_Working data:_

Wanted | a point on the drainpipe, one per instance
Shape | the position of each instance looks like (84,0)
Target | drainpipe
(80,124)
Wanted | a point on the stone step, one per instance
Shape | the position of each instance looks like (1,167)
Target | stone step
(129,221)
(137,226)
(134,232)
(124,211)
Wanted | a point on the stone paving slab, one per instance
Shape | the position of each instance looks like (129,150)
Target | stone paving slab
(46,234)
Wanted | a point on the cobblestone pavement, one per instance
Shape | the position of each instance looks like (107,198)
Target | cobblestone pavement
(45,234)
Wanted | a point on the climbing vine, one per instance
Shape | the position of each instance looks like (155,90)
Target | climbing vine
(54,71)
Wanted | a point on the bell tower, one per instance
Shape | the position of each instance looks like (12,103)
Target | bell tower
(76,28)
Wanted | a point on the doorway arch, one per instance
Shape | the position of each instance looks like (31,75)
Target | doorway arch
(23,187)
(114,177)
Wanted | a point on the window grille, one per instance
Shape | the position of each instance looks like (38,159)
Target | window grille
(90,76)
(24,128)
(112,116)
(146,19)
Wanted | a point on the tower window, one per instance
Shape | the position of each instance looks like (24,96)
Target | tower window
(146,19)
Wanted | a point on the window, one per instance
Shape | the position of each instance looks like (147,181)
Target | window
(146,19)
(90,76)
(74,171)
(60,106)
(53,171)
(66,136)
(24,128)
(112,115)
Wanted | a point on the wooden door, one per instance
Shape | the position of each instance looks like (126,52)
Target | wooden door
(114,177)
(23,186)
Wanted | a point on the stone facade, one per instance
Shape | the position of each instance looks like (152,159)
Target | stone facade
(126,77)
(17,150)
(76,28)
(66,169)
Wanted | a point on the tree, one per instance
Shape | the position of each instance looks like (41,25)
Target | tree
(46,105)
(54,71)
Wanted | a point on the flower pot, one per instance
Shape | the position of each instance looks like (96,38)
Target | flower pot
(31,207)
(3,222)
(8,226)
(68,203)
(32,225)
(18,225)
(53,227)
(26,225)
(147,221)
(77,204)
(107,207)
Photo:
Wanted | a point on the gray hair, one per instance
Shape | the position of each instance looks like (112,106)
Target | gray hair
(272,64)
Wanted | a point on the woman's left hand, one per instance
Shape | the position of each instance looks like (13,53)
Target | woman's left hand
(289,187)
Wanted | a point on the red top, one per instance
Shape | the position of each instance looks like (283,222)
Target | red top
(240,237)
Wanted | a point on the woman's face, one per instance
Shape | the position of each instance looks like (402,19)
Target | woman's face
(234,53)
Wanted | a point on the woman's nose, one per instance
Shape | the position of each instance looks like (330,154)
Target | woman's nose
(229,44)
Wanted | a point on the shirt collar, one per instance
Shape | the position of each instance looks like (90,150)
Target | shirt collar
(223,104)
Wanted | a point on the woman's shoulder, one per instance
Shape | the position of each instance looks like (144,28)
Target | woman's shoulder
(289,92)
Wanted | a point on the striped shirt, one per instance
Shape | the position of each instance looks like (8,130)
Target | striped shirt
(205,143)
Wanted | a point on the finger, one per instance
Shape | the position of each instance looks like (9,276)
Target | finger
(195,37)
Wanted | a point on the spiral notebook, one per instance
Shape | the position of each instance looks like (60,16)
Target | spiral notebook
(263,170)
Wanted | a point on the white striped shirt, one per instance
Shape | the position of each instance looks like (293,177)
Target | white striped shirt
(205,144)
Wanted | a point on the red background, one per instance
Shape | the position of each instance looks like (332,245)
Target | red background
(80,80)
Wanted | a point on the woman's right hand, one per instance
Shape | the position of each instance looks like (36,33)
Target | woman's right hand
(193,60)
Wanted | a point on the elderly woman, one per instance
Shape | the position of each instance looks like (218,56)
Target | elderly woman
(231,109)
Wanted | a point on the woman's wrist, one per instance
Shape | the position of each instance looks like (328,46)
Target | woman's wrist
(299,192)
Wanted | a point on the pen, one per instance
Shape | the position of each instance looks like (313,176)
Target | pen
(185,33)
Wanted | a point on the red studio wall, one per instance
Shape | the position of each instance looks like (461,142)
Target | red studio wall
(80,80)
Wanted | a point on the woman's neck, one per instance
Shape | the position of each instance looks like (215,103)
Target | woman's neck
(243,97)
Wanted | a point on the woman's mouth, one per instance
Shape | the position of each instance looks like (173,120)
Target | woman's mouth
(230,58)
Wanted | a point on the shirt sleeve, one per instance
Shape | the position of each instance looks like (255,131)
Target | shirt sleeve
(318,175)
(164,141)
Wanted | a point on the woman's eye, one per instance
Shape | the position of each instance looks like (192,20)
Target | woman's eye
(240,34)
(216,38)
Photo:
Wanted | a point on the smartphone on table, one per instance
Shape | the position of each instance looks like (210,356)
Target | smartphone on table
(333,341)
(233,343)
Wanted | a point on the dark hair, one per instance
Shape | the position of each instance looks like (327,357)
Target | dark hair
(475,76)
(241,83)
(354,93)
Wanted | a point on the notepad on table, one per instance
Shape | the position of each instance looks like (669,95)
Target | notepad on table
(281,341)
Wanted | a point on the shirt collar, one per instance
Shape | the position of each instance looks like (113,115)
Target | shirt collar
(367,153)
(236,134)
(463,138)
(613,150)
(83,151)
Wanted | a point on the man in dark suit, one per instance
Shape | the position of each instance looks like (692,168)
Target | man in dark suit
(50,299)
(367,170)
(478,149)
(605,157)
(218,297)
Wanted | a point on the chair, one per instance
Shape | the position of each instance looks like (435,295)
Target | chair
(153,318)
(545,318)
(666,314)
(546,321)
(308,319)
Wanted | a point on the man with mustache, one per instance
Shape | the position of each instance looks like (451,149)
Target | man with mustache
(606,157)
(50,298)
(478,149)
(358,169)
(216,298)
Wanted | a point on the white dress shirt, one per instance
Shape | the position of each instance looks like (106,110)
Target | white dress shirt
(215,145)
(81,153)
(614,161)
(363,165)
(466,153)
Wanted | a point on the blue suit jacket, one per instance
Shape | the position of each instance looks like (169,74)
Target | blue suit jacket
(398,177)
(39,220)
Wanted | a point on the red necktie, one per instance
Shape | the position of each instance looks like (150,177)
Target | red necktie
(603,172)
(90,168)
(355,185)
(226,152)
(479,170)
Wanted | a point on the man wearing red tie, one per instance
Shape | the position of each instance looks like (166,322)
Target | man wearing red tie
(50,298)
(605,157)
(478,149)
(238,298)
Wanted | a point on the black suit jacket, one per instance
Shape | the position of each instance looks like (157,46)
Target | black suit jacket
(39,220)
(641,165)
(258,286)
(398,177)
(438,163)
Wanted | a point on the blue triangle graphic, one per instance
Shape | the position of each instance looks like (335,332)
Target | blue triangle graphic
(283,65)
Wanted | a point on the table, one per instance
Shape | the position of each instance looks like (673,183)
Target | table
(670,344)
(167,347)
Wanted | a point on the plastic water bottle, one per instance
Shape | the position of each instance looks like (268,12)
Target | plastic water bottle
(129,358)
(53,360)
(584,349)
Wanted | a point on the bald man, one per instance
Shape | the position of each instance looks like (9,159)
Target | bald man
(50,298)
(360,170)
* * *
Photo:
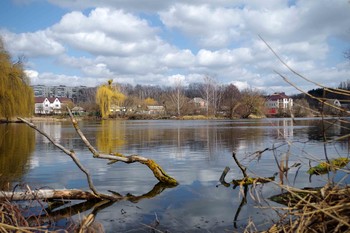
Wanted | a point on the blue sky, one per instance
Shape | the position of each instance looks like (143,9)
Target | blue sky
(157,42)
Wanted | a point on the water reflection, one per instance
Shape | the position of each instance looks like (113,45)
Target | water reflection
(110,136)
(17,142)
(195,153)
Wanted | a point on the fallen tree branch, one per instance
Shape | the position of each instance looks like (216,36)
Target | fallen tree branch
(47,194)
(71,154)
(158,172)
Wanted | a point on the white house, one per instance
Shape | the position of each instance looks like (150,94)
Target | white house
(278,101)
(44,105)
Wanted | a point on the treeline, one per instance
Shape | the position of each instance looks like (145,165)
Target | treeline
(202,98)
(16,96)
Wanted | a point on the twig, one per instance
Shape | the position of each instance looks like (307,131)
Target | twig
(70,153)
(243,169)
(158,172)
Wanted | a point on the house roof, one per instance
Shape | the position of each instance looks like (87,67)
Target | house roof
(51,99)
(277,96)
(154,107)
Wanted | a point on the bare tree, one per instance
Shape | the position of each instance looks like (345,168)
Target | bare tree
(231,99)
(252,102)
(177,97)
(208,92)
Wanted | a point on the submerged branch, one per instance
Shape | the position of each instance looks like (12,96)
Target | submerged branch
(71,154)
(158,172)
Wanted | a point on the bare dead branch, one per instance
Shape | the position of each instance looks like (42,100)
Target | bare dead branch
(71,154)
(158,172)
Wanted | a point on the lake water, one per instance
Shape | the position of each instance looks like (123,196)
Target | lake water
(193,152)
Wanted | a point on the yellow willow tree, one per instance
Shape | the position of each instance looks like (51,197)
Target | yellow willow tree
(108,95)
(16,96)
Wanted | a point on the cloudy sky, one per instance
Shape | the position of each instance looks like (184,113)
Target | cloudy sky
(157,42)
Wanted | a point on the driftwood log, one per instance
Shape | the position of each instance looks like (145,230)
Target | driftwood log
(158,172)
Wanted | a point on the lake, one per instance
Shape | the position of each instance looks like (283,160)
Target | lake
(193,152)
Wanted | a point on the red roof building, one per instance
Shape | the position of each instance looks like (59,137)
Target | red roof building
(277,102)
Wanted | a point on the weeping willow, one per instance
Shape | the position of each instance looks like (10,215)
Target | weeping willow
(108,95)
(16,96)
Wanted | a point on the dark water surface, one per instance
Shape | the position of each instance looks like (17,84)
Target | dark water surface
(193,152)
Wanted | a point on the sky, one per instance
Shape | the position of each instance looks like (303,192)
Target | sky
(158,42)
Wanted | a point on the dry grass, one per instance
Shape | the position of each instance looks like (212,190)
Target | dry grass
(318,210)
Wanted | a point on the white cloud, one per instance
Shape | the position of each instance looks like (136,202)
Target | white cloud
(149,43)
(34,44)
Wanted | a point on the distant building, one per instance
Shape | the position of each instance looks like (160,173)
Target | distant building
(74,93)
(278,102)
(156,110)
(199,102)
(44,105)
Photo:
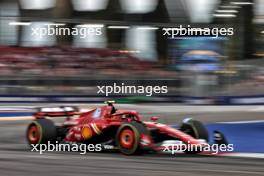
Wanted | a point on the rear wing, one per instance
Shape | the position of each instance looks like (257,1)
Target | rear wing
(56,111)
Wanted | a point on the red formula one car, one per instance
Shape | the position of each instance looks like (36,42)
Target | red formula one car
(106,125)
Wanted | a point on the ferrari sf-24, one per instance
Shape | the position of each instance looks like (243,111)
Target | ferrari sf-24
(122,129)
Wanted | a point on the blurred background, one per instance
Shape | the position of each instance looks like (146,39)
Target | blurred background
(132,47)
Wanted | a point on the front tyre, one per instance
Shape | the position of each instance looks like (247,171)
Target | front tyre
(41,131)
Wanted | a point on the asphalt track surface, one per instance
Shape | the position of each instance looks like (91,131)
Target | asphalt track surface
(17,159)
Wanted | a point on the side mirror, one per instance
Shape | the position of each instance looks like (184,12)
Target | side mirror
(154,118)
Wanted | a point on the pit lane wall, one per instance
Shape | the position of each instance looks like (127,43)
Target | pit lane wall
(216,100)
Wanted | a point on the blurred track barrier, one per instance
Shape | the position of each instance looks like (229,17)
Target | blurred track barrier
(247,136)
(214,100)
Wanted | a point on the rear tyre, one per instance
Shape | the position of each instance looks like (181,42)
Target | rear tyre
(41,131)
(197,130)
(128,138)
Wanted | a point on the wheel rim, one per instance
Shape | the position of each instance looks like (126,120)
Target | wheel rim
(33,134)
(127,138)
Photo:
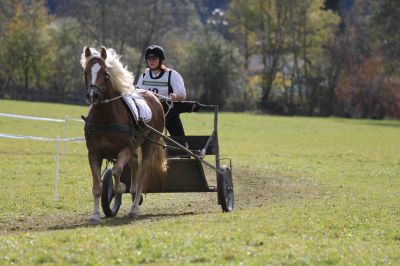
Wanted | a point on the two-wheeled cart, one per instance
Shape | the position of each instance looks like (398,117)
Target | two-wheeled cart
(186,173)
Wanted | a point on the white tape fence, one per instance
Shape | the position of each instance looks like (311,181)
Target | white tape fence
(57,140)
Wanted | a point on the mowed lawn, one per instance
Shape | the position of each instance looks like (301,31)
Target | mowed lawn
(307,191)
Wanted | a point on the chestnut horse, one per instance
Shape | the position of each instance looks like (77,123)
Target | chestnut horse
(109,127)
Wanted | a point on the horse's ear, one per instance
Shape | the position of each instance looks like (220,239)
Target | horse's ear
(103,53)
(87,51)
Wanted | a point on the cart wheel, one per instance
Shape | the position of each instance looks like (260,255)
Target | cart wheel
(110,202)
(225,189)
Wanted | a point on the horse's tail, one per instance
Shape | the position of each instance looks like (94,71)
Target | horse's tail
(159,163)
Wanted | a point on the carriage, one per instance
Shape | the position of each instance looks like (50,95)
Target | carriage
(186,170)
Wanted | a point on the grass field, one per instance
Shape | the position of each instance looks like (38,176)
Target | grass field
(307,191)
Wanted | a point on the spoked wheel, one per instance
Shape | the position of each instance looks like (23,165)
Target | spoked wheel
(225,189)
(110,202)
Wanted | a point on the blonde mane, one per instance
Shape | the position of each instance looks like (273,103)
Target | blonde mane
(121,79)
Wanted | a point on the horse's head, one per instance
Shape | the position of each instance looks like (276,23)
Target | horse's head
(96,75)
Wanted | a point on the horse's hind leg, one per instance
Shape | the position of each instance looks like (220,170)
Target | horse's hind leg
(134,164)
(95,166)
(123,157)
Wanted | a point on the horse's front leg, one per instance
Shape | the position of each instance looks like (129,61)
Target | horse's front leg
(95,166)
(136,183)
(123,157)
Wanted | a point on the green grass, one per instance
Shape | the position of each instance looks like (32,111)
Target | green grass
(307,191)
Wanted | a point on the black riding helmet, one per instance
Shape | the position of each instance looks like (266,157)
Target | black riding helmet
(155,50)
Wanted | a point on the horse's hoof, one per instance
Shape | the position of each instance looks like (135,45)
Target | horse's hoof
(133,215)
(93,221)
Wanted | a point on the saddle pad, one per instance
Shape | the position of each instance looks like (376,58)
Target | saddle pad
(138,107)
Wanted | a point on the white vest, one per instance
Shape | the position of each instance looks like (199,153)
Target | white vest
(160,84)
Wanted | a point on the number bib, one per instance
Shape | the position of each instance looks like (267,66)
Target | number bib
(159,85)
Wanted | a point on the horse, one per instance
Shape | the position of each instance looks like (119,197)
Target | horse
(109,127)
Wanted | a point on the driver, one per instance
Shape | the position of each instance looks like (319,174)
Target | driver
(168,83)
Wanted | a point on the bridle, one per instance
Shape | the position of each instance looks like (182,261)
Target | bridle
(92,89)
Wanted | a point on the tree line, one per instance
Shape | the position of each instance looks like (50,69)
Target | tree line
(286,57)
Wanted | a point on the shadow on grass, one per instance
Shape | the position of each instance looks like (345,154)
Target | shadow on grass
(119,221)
---
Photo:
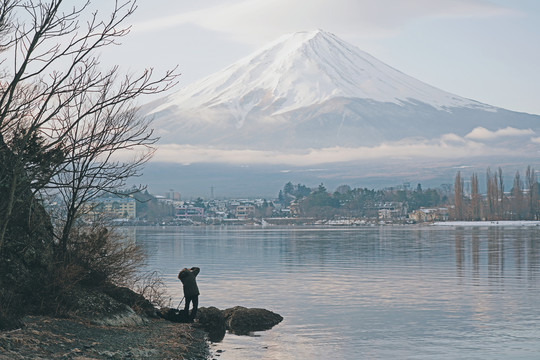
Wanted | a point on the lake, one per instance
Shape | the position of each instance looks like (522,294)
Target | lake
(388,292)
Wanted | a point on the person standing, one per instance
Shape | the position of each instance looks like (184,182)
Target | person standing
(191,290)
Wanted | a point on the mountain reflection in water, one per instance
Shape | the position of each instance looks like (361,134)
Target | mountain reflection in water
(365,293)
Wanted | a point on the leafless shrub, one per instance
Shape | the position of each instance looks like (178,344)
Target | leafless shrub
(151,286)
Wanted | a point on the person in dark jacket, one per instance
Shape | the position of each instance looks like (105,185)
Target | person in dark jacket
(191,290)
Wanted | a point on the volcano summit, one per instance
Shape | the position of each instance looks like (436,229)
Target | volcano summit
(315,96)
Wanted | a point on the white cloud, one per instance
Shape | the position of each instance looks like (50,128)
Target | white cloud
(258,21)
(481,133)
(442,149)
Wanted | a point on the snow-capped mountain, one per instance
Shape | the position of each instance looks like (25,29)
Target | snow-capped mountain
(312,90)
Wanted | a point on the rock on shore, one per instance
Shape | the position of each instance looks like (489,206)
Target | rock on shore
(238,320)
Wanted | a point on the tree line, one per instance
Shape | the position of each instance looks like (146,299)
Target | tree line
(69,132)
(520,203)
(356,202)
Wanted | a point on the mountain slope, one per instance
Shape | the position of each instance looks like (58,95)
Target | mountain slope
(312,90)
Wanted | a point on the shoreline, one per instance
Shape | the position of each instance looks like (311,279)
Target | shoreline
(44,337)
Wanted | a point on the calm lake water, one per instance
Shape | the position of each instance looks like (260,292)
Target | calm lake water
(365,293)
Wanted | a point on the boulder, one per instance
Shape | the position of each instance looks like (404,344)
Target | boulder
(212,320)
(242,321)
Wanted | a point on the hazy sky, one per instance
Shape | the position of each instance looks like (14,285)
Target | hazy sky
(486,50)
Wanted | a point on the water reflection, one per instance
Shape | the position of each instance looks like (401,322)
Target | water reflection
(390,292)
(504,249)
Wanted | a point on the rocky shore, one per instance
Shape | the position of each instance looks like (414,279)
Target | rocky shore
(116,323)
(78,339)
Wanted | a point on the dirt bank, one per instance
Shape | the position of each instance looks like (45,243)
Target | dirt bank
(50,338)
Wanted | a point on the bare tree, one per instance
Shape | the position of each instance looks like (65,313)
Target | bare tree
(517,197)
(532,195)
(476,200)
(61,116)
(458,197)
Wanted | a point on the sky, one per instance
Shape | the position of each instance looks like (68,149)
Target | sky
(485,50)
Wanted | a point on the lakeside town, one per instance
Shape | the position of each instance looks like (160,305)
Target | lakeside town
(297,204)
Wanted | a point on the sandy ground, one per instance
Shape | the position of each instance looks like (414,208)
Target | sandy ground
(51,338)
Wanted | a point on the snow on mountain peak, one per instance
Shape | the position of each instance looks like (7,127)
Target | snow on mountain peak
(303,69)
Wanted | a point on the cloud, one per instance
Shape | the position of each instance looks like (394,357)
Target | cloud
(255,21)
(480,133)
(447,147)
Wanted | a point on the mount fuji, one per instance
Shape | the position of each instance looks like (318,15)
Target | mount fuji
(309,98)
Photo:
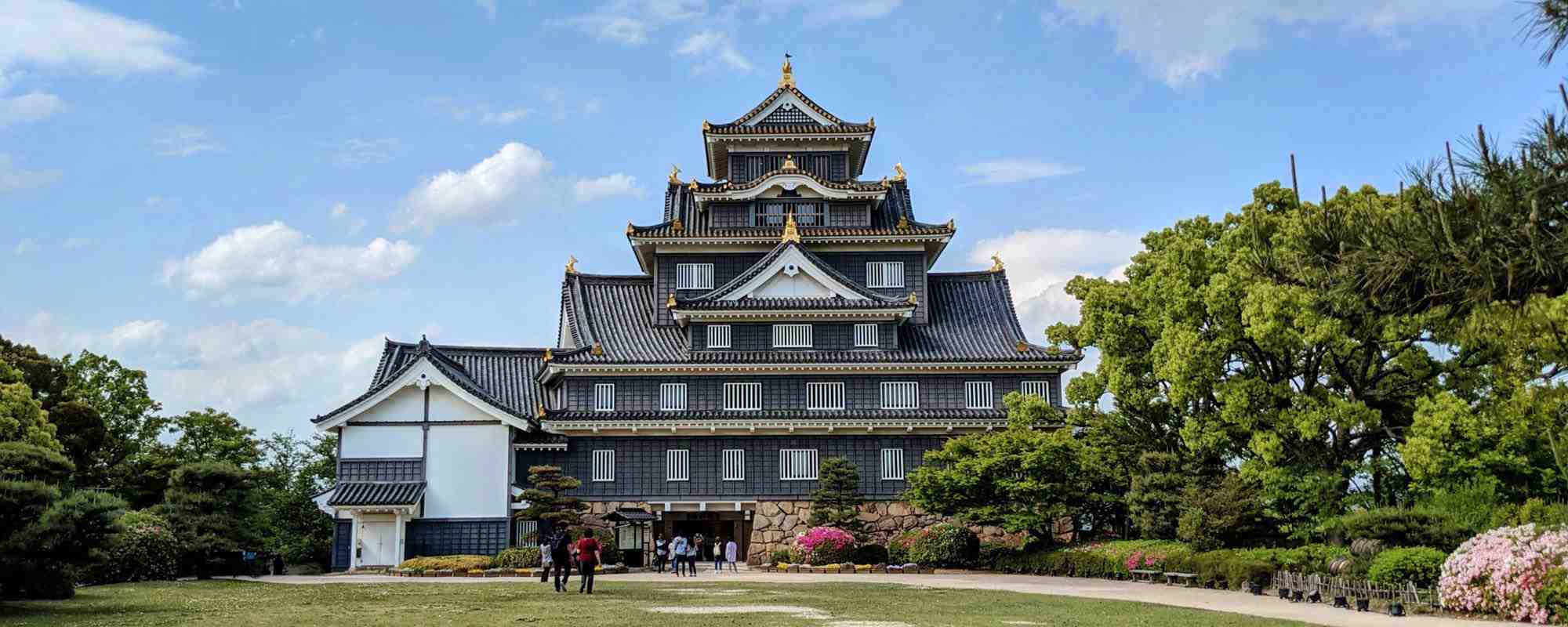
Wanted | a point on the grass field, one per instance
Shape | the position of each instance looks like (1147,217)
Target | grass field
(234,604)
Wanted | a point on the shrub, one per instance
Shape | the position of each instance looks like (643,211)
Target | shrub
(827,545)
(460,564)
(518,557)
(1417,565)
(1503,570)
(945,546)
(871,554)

_Work request:_
Please repeat, exactly as written, the lines in the records above, starting with the one that has "Target | boulder" and going on through the one that has "Shape | the position of each instance looks like (1147,217)". Pictures are to be left out.

_Expected answer:_
Target | boulder
(212,320)
(242,321)
Wanted | a point on the hazy sky, one per instance
Shape | the position of each instance looks like (14,285)
Target | hazy sky
(486,50)
Wanted | a point on the water reflection, one per instance
Shape | the position of each instance looks like (401,322)
Target | water reflection
(390,292)
(504,249)
Wanted | a point on the rocky shore, one per instance
Shape | the position of each instance looks like (414,279)
Target | rocky shore
(116,323)
(78,339)
Wanted | a point on the dirt bank, one per instance
Shape | the position of each instance looks like (45,243)
Target | dirt bank
(50,338)
Wanted | a point on the bare tree, one per instance
Shape | the position of each instance looks like (65,313)
Target | bare tree
(517,197)
(532,195)
(476,200)
(61,116)
(458,197)
Wanted | a point on the sky, one per instance
Shape | the position of each instance looks like (68,149)
Target | sky
(485,50)
Wanted | a point on the lakeside town, one per instance
Shape | the position of each instance looks like (160,305)
Target | lakeside town
(297,204)
Wanted | a point on the sandy ground, one per instance
Shape | the position of each instance looks like (414,208)
Target | sandy ground
(51,338)
Wanted | a point on the snow on mountain peak, one per instance
Shape | the position of each instance looks like (7,127)
Target | snow on mountain peak
(303,69)
Wanted | a point on the cloud, one per instance
Shape | the position of each instance looks like (394,357)
Target | cloud
(255,21)
(480,133)
(447,147)
Wanted | a point on the mount fuji, one per instance
Shape | the position of each instance looks like (318,15)
Target | mount fuji
(309,98)
Photo:
Wanted | a point on the grass field, one per instance
Shape | the position of each instance looks like (1147,217)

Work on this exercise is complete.